**What the task asks:** Rescale the material starting at the line that contains "Could you then find the wooden wall" and ending at the line that contains "[546,175,612,406]", and reproduce only those lines, requests included. Multiply every bounding-box coordinate in the answers by 0.8 and round each result to a whole number, with halves rounded up.

**Material for this exercise:**
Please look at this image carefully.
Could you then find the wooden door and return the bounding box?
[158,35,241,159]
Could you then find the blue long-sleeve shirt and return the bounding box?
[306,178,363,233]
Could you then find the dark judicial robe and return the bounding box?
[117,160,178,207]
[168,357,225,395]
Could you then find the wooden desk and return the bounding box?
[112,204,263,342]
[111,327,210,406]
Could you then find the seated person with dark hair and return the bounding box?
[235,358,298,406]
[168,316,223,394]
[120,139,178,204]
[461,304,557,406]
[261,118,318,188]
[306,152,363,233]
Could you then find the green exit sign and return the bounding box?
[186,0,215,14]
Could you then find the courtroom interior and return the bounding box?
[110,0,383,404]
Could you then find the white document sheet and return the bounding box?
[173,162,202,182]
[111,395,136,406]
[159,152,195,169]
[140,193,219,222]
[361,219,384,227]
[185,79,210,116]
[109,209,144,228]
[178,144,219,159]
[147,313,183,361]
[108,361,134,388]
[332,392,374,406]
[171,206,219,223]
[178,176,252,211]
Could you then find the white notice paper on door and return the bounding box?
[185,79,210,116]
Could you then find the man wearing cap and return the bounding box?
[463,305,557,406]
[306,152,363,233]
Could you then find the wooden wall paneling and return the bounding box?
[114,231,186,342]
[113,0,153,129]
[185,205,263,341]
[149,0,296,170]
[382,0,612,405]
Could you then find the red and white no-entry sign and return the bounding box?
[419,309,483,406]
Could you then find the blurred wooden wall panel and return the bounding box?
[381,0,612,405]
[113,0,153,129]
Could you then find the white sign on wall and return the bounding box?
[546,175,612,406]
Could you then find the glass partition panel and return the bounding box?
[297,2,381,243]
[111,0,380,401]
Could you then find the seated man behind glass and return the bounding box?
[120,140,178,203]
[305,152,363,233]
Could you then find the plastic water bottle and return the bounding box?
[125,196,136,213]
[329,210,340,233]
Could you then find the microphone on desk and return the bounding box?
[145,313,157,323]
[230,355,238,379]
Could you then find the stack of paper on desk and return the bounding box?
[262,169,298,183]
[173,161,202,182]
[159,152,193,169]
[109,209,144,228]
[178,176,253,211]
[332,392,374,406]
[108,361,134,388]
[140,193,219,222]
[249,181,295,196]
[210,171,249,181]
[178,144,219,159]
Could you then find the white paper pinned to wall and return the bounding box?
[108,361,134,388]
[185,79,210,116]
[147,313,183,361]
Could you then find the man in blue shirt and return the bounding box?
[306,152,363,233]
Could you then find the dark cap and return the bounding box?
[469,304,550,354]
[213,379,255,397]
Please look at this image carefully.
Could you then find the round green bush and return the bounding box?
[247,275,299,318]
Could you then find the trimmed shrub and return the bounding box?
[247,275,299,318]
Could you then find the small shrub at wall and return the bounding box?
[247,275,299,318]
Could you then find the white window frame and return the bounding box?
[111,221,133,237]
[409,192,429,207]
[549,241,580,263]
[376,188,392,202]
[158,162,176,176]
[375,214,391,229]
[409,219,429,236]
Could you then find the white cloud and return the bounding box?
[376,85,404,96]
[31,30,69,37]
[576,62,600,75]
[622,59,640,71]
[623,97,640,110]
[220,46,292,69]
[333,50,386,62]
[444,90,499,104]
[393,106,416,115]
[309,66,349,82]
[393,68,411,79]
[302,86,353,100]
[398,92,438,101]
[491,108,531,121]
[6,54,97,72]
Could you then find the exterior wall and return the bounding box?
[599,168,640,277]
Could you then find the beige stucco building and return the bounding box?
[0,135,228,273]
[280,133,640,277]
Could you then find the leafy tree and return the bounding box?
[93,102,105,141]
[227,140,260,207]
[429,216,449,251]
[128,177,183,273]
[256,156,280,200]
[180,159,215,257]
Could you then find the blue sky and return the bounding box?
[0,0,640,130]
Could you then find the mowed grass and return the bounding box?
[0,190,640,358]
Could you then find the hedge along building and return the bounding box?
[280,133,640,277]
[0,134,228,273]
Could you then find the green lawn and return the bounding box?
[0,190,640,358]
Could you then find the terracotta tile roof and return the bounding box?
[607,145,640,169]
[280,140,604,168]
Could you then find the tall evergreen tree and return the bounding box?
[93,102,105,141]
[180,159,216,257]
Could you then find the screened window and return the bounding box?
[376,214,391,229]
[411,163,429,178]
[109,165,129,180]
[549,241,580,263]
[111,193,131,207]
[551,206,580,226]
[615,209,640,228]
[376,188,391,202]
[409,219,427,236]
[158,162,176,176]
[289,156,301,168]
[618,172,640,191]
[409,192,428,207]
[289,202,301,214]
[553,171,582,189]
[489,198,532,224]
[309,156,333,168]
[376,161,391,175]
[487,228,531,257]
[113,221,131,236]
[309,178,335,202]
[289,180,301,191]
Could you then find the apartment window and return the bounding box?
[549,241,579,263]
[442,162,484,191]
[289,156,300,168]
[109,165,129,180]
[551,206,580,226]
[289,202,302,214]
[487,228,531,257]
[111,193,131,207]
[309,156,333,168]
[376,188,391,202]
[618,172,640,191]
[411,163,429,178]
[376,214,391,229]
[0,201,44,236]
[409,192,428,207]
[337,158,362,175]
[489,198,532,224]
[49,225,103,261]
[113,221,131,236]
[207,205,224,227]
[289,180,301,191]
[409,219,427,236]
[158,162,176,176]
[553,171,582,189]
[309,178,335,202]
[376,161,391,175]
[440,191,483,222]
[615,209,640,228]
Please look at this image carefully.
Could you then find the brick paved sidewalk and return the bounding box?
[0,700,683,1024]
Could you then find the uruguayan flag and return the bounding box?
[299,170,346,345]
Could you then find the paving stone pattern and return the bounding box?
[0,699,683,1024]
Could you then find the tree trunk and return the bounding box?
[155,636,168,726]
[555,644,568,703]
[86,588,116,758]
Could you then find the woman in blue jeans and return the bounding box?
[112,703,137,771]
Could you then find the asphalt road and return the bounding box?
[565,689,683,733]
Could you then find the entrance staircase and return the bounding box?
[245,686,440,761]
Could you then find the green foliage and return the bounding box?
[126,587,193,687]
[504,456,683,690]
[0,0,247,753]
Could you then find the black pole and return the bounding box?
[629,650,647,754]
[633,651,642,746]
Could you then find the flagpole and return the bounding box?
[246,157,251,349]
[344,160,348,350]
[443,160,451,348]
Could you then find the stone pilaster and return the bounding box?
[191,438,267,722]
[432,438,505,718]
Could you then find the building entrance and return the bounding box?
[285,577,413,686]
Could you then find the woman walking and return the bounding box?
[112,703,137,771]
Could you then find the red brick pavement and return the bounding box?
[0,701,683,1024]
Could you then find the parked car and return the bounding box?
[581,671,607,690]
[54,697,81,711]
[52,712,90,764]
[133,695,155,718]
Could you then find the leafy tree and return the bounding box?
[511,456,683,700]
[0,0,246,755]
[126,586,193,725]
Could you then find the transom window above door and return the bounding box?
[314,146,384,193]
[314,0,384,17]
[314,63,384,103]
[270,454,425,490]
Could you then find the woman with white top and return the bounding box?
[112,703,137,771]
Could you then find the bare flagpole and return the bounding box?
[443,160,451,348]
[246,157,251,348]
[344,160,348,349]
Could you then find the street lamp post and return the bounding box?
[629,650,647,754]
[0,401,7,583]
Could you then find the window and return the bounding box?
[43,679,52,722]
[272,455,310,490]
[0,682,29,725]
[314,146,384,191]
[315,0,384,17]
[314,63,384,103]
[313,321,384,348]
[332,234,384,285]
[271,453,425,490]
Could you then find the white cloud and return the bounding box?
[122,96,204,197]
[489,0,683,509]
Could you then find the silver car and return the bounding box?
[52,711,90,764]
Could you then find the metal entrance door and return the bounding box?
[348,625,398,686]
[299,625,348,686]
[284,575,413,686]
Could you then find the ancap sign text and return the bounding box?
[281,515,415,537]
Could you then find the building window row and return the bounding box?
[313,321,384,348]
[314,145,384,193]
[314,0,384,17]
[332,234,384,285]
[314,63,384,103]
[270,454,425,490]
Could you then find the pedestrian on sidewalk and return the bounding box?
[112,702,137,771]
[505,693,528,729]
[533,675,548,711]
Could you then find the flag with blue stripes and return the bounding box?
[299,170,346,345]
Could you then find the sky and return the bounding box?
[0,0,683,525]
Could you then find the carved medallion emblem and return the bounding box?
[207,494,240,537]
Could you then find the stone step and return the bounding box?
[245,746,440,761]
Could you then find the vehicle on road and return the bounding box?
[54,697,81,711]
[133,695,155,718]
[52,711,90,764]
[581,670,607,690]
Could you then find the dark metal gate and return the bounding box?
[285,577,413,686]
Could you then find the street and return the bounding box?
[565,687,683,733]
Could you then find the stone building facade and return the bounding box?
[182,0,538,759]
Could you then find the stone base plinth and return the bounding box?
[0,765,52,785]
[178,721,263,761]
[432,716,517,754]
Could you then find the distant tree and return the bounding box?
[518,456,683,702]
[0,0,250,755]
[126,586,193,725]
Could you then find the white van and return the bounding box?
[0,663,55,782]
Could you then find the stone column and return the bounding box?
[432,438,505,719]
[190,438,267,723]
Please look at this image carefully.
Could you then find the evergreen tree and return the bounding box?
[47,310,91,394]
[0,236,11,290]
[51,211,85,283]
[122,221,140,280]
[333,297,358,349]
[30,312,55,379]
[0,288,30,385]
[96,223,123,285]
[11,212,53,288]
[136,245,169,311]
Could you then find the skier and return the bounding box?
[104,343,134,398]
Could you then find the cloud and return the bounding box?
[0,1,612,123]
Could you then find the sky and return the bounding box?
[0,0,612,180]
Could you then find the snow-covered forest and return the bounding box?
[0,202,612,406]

**Output of the exercise:**
Could you then find the wooden wall paneling and return the bounding box?
[91,185,149,274]
[90,0,122,103]
[148,164,210,273]
[119,0,237,136]
[306,0,490,324]
Could you then find the red and white no-entry sign and return the bounding box?
[335,247,386,325]
Could you then find the blurred wooden wall panel and return the bounding box?
[305,0,490,324]
[90,0,122,103]
Could you then find the white sign on wall and return the bounding box?
[437,140,490,325]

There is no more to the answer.